When I submit something it is only being reviewed by maybe 2-3 decision makers. You on the other hand have made yours open to criticism from a group of people who by nature are a bit over critical to begin with. By that I just mean that us (me included) scifi/comic enthusiasts tend to over analyze the smallest details for accuracy and continuity. It's not a bad thing it's just way most of us are wired.

No matter what comes of it, keep doing it. Even if you stop posting it, keep writing. Heck, it's because of stories like yours that the EU even exists in the first place.

BR


Nothing wrong with criticism, I think it should make me stronger as a writer... for example, if I wasn't paying attention to continuity before, and someone brought it up as an issue, then not only do I have the chance to fix my story and improve it, but I also get good practice for writing later on. Because of the criticisms for continuity, in the future when I write something, I'll be more careful about it.


I'm very pleased to hear that you were entertained by this fan fic so far. Every day, I have new ideas for my story, and I keep figuring out more about in which direction I want to take it.

Working on Chapter 2 (or rather Part 3) on and off recently, should be able to get it up by tonight! There'll be some hints as to Kyrr's past in it, and something very important is going to happen. As far as the 6 crucial plot points, I have covered the first, the "exposition", and in this next chapter will be the start of the second point: the "initiating event"

:D


UPDATE:

It may be another 3-4 hours before I can post Chapter 2 (or Part 3), as I have some work to do, and I also spent a lot of time today working on 1/6 Kyrr Geron's armor... I'll post a new thread for it tomorrow with progress pics...

I'll try to finish and get Chapter 2 up tonight, slight chance it may not happen though... fingers crossed! Now it's back to work for me...


UPDATE 2:

sorry guys, looks like it could be another 2 hours... Pretty busy ATM and haven't finished writing yet...
 
Re: A Sample of a SW Fan Fic by the Dude Person (PLEASE READ THIS! AND COMMENT!)

Take your time don't rush it. Write it, leave it awhile, reread it, do some editing. Your writing is good enough as it is, but I'd give it a little time, give it a little polish and it can be better.

#### SHORT PROBLEM 1
Set down the forum thread word for word, from "It may be another" up to and including "work for me...".
#### SHORT PROBLEM 2
Pull out the records unchanged, from their first line up to and including the line with "x=140 y=199". Leave the pictures out of your answer.
The forum thread and the records after it come from two unrelated sources.

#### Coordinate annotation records

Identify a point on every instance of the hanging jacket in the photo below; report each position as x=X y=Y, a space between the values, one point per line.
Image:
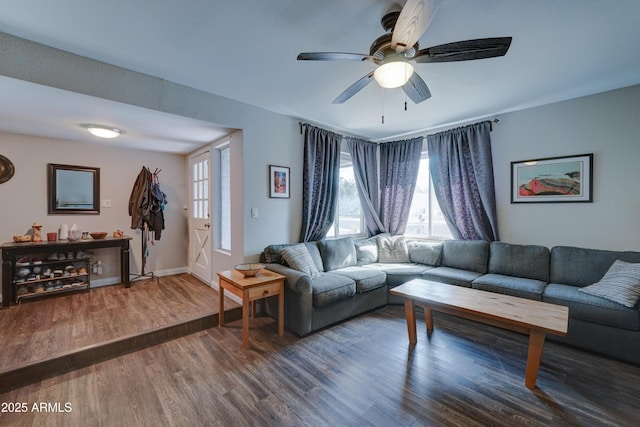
x=140 y=199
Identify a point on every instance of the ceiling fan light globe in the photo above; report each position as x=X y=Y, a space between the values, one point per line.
x=393 y=74
x=103 y=132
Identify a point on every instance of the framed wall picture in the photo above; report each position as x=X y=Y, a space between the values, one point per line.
x=279 y=179
x=553 y=179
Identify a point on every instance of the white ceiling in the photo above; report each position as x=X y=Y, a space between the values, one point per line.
x=246 y=50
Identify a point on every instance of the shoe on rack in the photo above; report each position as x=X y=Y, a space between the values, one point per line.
x=23 y=262
x=22 y=272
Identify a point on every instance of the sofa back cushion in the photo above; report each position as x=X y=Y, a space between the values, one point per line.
x=472 y=255
x=338 y=253
x=582 y=266
x=298 y=257
x=526 y=261
x=423 y=252
x=392 y=249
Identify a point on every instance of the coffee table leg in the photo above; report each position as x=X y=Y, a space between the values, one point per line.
x=281 y=311
x=221 y=305
x=536 y=344
x=428 y=318
x=245 y=320
x=410 y=313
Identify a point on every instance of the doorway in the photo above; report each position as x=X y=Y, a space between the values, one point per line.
x=200 y=244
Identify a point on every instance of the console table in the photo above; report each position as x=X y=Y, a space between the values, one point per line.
x=11 y=252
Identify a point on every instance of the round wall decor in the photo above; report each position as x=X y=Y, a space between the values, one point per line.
x=6 y=169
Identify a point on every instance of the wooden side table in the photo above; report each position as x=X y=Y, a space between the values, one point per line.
x=264 y=284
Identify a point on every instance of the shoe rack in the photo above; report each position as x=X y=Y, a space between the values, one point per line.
x=35 y=276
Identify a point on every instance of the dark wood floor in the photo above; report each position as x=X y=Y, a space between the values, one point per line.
x=358 y=373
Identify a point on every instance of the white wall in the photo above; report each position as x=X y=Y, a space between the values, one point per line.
x=268 y=138
x=607 y=125
x=23 y=199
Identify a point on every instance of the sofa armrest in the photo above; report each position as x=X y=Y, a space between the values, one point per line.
x=296 y=281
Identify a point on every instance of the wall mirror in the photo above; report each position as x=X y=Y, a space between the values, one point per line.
x=73 y=189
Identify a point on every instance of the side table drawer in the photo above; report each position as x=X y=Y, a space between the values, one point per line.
x=264 y=291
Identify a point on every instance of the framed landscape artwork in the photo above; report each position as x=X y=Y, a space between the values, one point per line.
x=553 y=179
x=279 y=178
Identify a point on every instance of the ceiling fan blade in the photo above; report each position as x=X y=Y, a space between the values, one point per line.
x=334 y=56
x=353 y=89
x=414 y=19
x=465 y=50
x=417 y=89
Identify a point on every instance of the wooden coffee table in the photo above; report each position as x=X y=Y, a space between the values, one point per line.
x=264 y=284
x=534 y=318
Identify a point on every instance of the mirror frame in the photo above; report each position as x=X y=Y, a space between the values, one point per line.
x=52 y=194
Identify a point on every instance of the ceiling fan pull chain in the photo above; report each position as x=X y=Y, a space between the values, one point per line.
x=382 y=105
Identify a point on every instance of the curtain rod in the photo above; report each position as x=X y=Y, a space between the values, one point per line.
x=491 y=123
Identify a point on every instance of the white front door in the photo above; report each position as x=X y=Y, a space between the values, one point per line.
x=200 y=245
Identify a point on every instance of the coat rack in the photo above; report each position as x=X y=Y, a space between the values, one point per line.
x=146 y=206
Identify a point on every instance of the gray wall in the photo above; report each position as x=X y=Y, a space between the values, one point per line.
x=607 y=125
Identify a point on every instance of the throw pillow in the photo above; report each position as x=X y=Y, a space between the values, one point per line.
x=366 y=250
x=621 y=284
x=392 y=249
x=299 y=258
x=422 y=252
x=338 y=253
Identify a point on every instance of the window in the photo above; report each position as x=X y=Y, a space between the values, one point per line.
x=425 y=217
x=224 y=198
x=200 y=195
x=349 y=220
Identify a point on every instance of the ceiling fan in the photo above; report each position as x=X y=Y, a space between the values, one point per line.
x=394 y=52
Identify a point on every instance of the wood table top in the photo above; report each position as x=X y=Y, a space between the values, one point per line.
x=262 y=277
x=521 y=311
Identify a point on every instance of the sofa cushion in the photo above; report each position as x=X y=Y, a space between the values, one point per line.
x=424 y=252
x=366 y=279
x=399 y=273
x=470 y=255
x=454 y=276
x=298 y=257
x=329 y=287
x=583 y=267
x=337 y=253
x=272 y=253
x=591 y=308
x=528 y=261
x=620 y=284
x=510 y=285
x=392 y=249
x=366 y=250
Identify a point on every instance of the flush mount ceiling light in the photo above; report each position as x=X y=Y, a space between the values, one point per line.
x=103 y=131
x=393 y=74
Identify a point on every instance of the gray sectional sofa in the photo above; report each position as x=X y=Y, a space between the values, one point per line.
x=341 y=278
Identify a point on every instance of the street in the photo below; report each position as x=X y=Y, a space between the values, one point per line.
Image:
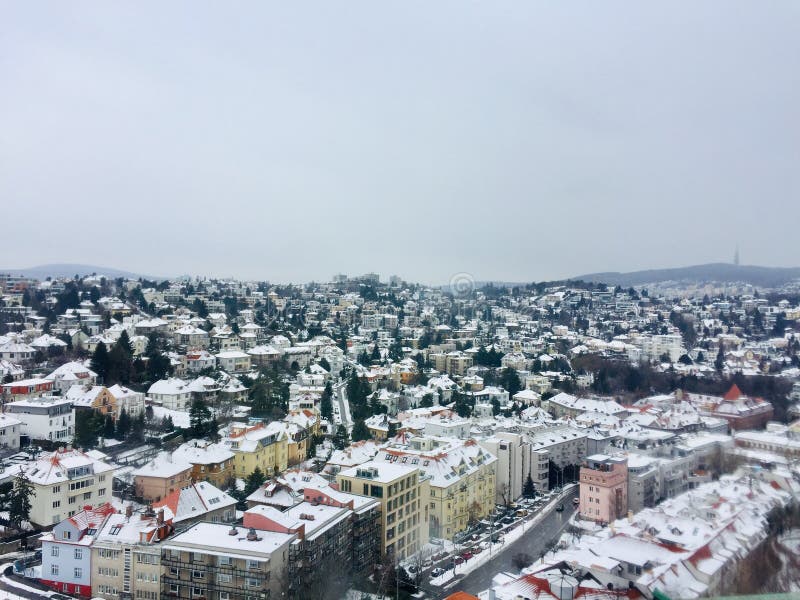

#### FULL OUTPUT 1
It may be another 3-4 hours before I can post Chapter 2 (or Part 3), as I have some work to do, and I also spent a lot of time today working on 1/6 Kyrr Geron's armor... I'll post a new thread for it tomorrow with progress pics...

I'll try to finish and get Chapter 2 up tonight, slight chance it may not happen though... fingers crossed! Now it's back to work for me...

#### FULL OUTPUT 2
Identify a point on every instance of the hanging jacket in the photo below; report each position as x=X y=Y, a space between the values, one point per line.
Image:
x=140 y=199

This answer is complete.